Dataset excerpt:
------------------------------
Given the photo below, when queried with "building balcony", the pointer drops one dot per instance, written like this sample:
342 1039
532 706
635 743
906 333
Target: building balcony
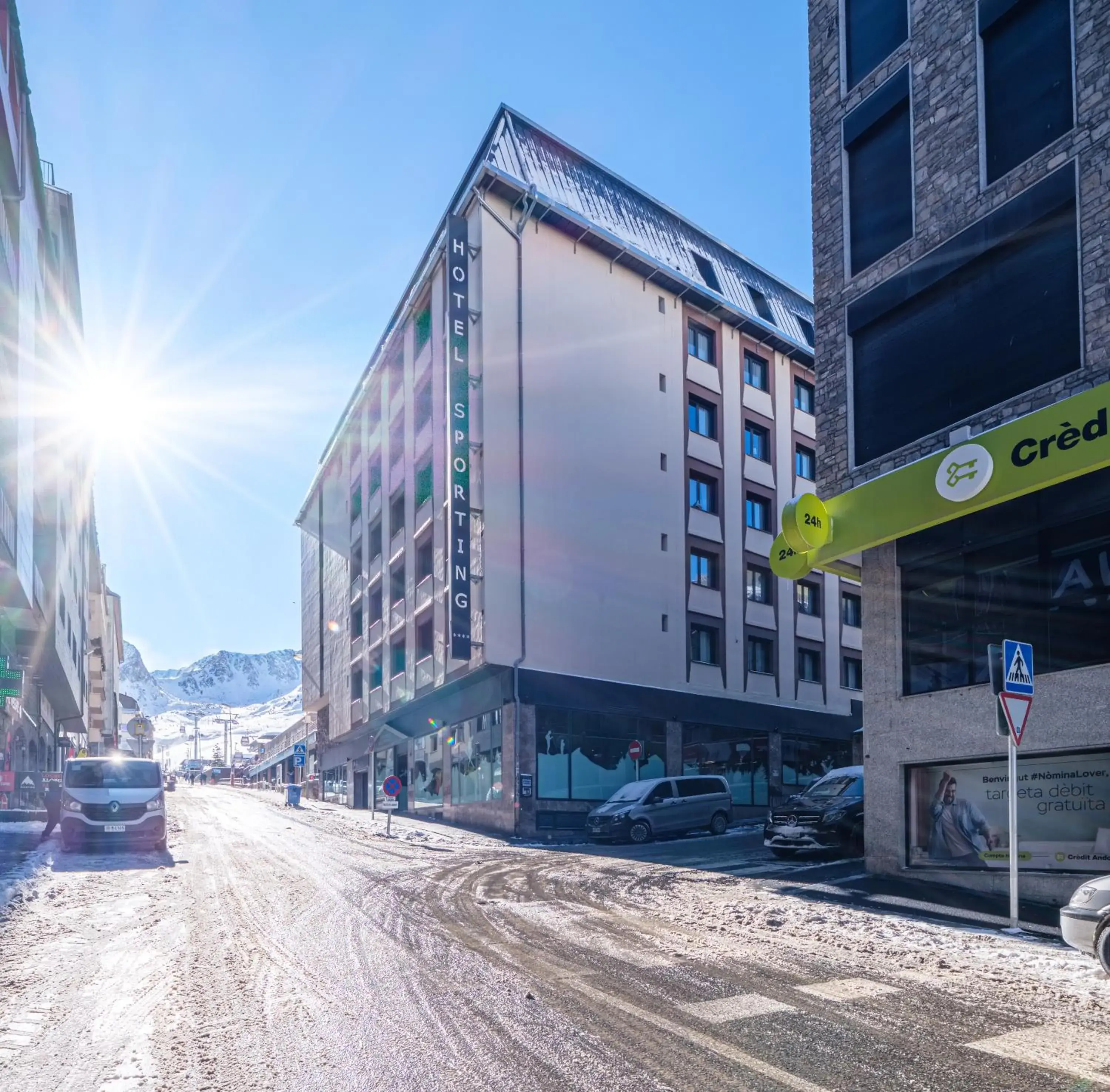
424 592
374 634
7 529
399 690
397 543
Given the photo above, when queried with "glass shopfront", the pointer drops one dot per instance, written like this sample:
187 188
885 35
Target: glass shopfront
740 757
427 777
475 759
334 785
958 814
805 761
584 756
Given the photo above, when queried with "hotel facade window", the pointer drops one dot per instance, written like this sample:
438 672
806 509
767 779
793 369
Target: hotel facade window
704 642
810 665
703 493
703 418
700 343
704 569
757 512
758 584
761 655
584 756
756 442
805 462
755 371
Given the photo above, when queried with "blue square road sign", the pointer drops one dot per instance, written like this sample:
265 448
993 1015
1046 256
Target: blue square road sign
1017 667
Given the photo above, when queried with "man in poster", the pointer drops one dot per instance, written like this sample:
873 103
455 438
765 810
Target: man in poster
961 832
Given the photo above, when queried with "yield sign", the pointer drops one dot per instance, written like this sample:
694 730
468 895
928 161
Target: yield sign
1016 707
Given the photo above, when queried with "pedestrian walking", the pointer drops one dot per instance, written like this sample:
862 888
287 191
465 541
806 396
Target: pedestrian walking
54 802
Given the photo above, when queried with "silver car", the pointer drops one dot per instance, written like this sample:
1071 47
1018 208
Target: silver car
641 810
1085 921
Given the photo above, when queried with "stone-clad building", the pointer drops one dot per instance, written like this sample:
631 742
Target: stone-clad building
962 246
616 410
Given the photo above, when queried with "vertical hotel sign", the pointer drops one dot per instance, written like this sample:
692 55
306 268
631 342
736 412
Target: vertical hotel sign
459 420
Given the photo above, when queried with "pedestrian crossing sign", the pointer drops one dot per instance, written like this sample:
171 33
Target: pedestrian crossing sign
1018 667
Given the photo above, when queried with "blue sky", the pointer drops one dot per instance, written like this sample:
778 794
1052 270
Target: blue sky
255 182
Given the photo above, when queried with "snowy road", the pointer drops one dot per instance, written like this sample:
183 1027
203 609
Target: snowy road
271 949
------------------------------
• EXERCISE DIRECTIONS: Copy the data character for character, but drop all pictures from the copy.

• RESPONSE BELOW:
Given the photo below, when queried with "building balcony", the pointer drops one dot per instance, written like this sample:
342 1039
532 706
635 743
906 333
Target: building balcony
424 592
374 634
7 529
399 690
397 543
Given the photo above, when queried with "glass shopfront", the pointer drops one dot per instance, written like this sample:
187 188
885 35
Target: glass shopfront
740 757
427 777
475 759
334 785
958 814
805 761
584 756
Given the photo above, when queried with "hotel facade window", the pointer drops one dot per instance, written like this sample:
438 672
806 509
767 779
793 369
Target: hotel facade window
704 642
810 665
703 493
703 418
700 343
704 569
757 512
758 584
761 655
584 756
756 442
805 462
755 371
Given the photo above, when queried with "blue square road sign", the pointer drops one dot per instance, written like this sample:
265 448
993 1015
1046 256
Target: blue square road sign
1017 667
Given the photo above, when queried with "man in poster", the pointer drops one dot per instance, written like this sample:
873 103
455 438
765 810
Target: man in poster
961 832
Given the photo above, when queried with "yield sign", the pointer drops one dot per instance, written like this sample:
694 730
468 895
928 161
Target: yield sign
1016 707
Given the photo above, when queried with "pedestrian walking", the pointer drops one dot per instance, written like this sample:
862 888
287 191
465 541
806 396
Target: pedestrian walking
54 802
Given the photo above, when queried with "silver car", the pointer drops one dot per instance, written like this sample:
1071 47
1018 208
Target: silver car
641 810
1085 921
Given the photo above, when queried with "stone-clad building", the pointer drops one dot per instance, written like this sample:
631 742
Target: stone-clad building
962 246
616 410
Given the photo above, when queried with "vertical hotel sign", the pointer drops one dot per instance, written like this sample:
692 55
306 268
631 342
736 412
Target: vertical hotel sign
459 420
Given the photo above, when queried with "pedestrian crossing sign", the pointer drops one dot per instance, written like this sample:
171 33
Target: pedestrian crossing sign
1018 667
Given the photo above, when queried with "blue sky", the pointer drops one dot per instance, written like this sample:
778 794
1052 270
Target: blue sky
255 182
Given the photo above, when queried with "snowy road", the pointer drops one dot per instance, written like this sample:
183 1027
203 609
Target: snowy road
271 949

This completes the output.